▶ _DIRECTIONS_
I need each line of the entries below that includes the string "shirt".

Data extracted from a collection:
*** Begin section ***

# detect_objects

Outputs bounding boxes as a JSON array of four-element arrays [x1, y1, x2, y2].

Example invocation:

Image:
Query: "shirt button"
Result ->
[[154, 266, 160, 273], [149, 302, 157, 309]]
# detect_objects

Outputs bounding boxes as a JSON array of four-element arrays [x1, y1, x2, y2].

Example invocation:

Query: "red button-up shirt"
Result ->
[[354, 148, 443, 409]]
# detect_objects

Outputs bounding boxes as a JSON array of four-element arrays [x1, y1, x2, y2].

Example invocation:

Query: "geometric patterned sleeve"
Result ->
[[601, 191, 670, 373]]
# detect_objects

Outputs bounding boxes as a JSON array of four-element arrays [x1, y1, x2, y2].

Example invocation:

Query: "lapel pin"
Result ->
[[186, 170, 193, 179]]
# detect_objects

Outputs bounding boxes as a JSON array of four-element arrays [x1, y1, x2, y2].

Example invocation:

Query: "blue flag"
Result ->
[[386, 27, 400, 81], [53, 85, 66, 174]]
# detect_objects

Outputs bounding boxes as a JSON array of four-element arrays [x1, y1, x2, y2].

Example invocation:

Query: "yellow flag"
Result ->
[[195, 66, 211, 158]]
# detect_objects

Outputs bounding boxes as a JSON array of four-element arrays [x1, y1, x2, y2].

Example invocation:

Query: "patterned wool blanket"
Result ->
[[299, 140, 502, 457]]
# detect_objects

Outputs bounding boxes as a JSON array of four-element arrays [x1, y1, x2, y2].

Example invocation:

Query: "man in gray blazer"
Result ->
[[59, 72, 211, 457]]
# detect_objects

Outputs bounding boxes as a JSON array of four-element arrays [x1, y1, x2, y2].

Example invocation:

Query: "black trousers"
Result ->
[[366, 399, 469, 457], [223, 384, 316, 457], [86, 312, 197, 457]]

*** End section ***

▶ _FINISHED TASK_
Query: "shirt button"
Query: "red button-up shirt"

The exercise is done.